(Request 1): Please translate this sentence from the passage on Downton Abbey into Spanish: "The real Downton Abbey is Highclere Castle, the hereditary estate and country seat of the Earl of Carnarvon."

-- START OF Passage given --

Unlike many film and TV sets, a house or building may just be used occasionally with lots of work done in studios. In Downton Abbey, however, the house is a living, breathing family home and all shots of and in the house are THE house. The real Downton Abbey is Highclere Castle, the hereditary estate and country seat of the Earl of Carnarvon. Having a love of magnificent stately homes is certainly one of the reasons to watch Downton Abbey. Highclere Castle is a Jacobethan charm with grounds designed by much lauded landscaper Capability Brown, and the house stands where a house has stood since at least the 10th century. Unlike Downtown, which is set in the north of England in the county of Yorkshire, Highclere Castle is in the south, in Hampshire. The house has also appeared in the movies Eyes Wide Shut, The Four Feathers, The Secret Garden and King Ralph.

-- END OF Passage given --
-- START OF Task material --

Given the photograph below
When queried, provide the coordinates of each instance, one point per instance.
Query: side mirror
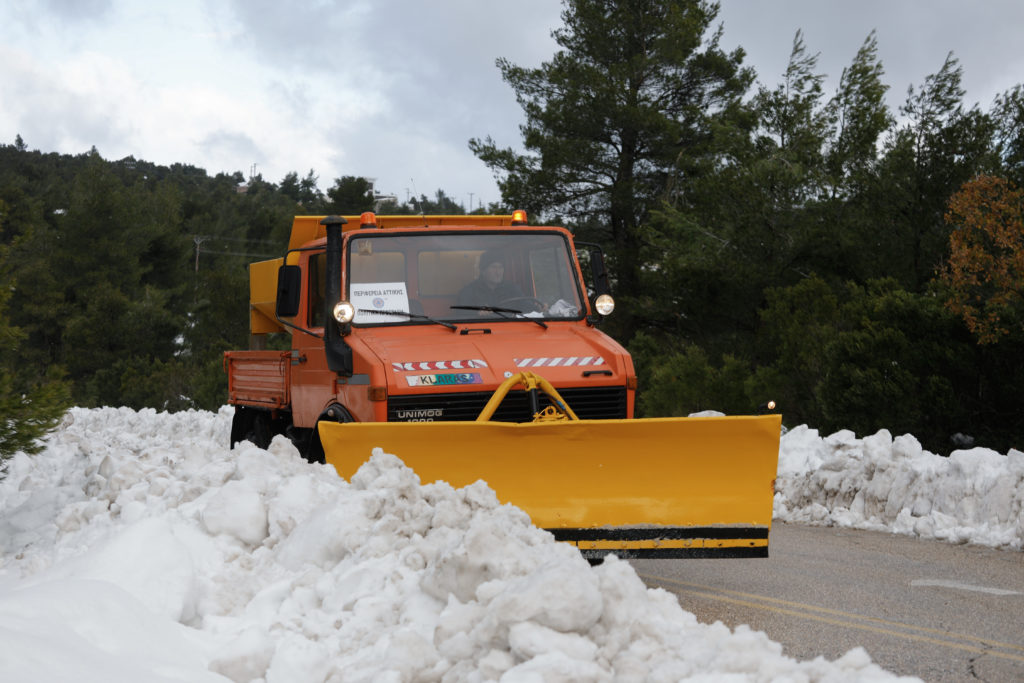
(599, 272)
(289, 290)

-- END OF Task material --

(Request 2): Rewrite all of the records above, swapping "side mirror" for "wing mirror" and keeping everything else unchanged. Leave the pictures out.

(Exercise solution 1): El verdadero Downton Abbey es el castillo de Highclere, la finca hereditaria y residencia campestre del conde de Carnarvon.

(Exercise solution 2):
Given the photograph below
When queried, provide the coordinates of each instance, one point per instance.
Query: wing mirror
(599, 272)
(289, 290)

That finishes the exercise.